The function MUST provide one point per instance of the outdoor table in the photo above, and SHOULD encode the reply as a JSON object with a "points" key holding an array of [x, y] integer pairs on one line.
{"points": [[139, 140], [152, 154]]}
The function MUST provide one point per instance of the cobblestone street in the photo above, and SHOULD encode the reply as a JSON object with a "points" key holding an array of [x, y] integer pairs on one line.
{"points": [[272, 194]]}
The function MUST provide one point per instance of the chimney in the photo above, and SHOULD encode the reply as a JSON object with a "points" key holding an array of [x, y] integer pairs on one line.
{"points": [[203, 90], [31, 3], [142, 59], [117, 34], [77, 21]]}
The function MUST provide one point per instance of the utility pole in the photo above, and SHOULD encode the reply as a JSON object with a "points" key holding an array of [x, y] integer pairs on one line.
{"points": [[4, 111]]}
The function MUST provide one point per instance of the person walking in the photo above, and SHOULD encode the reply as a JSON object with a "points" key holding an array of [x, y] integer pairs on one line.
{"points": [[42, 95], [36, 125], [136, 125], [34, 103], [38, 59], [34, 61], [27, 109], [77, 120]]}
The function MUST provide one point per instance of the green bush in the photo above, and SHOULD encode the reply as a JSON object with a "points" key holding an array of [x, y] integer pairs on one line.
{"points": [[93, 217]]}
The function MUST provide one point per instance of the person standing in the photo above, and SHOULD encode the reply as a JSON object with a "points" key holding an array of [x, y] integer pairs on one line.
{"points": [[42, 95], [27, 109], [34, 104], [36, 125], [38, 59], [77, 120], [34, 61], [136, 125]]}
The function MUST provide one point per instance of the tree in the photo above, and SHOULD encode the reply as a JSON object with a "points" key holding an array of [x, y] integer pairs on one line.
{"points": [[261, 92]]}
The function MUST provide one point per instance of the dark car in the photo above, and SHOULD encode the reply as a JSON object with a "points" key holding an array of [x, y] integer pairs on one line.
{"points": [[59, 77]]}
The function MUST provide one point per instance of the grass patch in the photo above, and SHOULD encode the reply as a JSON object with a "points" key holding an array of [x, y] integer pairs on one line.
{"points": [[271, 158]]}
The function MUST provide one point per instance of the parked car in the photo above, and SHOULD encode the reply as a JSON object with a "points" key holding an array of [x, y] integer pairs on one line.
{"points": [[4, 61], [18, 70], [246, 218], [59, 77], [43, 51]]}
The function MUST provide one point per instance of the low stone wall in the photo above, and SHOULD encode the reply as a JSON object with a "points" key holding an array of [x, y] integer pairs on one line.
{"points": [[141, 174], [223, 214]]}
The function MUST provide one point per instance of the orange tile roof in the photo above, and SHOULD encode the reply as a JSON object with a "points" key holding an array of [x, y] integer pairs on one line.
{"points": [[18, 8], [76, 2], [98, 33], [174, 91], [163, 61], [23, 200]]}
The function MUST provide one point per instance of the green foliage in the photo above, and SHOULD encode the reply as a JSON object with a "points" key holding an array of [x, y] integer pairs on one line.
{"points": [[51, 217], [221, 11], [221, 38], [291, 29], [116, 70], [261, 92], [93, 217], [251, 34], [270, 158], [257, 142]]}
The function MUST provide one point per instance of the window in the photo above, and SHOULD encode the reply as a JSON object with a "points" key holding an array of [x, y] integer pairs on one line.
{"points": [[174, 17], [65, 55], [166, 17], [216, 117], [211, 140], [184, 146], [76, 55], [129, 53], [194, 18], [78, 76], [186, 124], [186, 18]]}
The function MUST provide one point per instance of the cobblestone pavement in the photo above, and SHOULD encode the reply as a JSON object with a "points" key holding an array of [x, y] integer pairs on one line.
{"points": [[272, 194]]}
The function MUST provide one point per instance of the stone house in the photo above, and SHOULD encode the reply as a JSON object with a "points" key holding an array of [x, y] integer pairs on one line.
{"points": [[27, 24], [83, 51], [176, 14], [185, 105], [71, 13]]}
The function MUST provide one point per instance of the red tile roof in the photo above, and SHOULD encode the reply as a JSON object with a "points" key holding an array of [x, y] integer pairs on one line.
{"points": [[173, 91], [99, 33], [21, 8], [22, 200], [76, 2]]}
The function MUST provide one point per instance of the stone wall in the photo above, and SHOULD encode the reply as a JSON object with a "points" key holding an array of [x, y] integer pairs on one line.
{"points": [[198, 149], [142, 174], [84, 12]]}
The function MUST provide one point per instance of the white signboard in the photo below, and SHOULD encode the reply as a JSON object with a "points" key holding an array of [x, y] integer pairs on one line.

:::

▶ WHAT IS EXPECTED:
Above are the records; copy exactly the lines from the one with "The function MUST provide one point per instance of the window" through the final line.

▶ TASK RESULT:
The function MUST provide one point per instance of the window in the photo above, and SHOULD encode the reply as a JSON object with a "points" key holding an array of [x, y] integer pairs on one line.
{"points": [[174, 17], [65, 55], [166, 17], [216, 117], [211, 140], [184, 146], [76, 55], [129, 53], [194, 18], [78, 76], [186, 124], [186, 18]]}
The function MUST provide one point per instance of the cobblestone pavement in the photo above, and SHOULD encode the reply as a JSON object with a "points" key holding an array of [x, y] integer pairs on one line.
{"points": [[272, 194]]}
The function MUST provide one point per instance of the stone house in the photo above, and SHOULD encode the reply as a JSON object with a "points" key holding an array of [x, y] integer pairs on one line.
{"points": [[27, 24], [83, 51], [176, 14], [185, 105], [71, 13]]}
The function MUST provide one point per instance of the red tile roof in the photo above, and SHOULD encode the reply as a JSON object with a "points" key holding an array of [x, y] integer pairs on one line.
{"points": [[173, 91], [99, 33], [21, 8], [22, 200], [76, 2]]}
The function MUST provide one point per instance of the stone wall in the photo above, and SHOULD encode the reply as a JSON object with a "points" key holding an array of [x, y] integer pairs on one line.
{"points": [[198, 149], [142, 174], [84, 12]]}
The function MUST provide one point per instance of the white signboard in the photo below, and SHOULD encode the reply as a JSON object with a "points" key holding an array of [x, y] integer pairs on one line.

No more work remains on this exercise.